**STUDY TEXT:**
###

The European Union must ensure fair treatment of non-euro area nations that sign up to plans for a single bank supervisor, according to a report released today by EU President Herman Van Rompuy.
The adoption of shared oversight of banks is a “matter of priority,” according to the report, which will be discussed at a meeting of EU leaders next week. The euro area also needs a single authority to handle failing banks, as well as “national deposit guarantee schemes built on common standards.”
The rules underpinning the single supervisor should strike “a balance between rights and obligations for all member states participating in the new supervisory arrangements,” according to the report, which was prepared by Van Rompuy in collaboration with European Central Bank President Mario Draghi, European Commission President Jose Barroso and Luxembourg’s Jean-Claude Juncker, who leads the group of euro-area finance ministers.
Euro-area efforts to pave the way for direct bailouts of banks by its firewall fund have foundered because of concerns that plans to build a single euro-area bank supervisor, based around the European Central Bank, would hurt nations outside the common currency. All 27 EU nations must approve the oversight proposal for it to move forward.
Finance ministers, meeting this week in Luxembourg, acknowledged the EU is unlikely to implement the new supervision regime by the start of 2013 as initially hoped. Any delays mean a longer wait for Spain, which is looking to hand off its financial-sector rescue to the 500 billion-euro ($648 billion) European Stability Mechanism once the new system is in place.

###

**EXCERPTED DATA:**
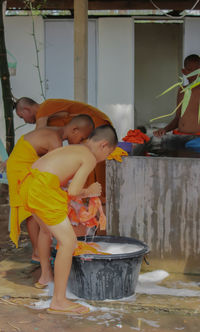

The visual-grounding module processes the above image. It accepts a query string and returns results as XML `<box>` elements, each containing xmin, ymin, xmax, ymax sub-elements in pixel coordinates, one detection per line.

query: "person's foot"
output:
<box><xmin>47</xmin><ymin>299</ymin><xmax>90</xmax><ymax>315</ymax></box>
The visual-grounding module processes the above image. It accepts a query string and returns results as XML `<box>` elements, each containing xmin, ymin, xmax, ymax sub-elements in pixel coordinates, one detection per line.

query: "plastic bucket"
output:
<box><xmin>68</xmin><ymin>236</ymin><xmax>149</xmax><ymax>300</ymax></box>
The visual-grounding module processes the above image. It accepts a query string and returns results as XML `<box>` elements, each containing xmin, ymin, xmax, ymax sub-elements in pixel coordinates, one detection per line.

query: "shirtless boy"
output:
<box><xmin>19</xmin><ymin>125</ymin><xmax>117</xmax><ymax>314</ymax></box>
<box><xmin>16</xmin><ymin>97</ymin><xmax>112</xmax><ymax>204</ymax></box>
<box><xmin>7</xmin><ymin>114</ymin><xmax>94</xmax><ymax>261</ymax></box>
<box><xmin>153</xmin><ymin>54</ymin><xmax>200</xmax><ymax>137</ymax></box>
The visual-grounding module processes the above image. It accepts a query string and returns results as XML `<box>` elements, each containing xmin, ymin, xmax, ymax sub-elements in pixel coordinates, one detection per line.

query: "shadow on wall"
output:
<box><xmin>100</xmin><ymin>104</ymin><xmax>134</xmax><ymax>141</ymax></box>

###

**ASSIGNMENT:** Restate the stretch of the article on the single bank supervisor from "The adoption of" through "euro-area finance ministers.", replacing "oversight" with "supervision".

**COMPLETED TASK:**
The adoption of shared supervision of banks is a “matter of priority,” according to the report, which will be discussed at a meeting of EU leaders next week. The euro area also needs a single authority to handle failing banks, as well as “national deposit guarantee schemes built on common standards.”
The rules underpinning the single supervisor should strike “a balance between rights and obligations for all member states participating in the new supervisory arrangements,” according to the report, which was prepared by Van Rompuy in collaboration with European Central Bank President Mario Draghi, European Commission President Jose Barroso and Luxembourg’s Jean-Claude Juncker, who leads the group of euro-area finance ministers.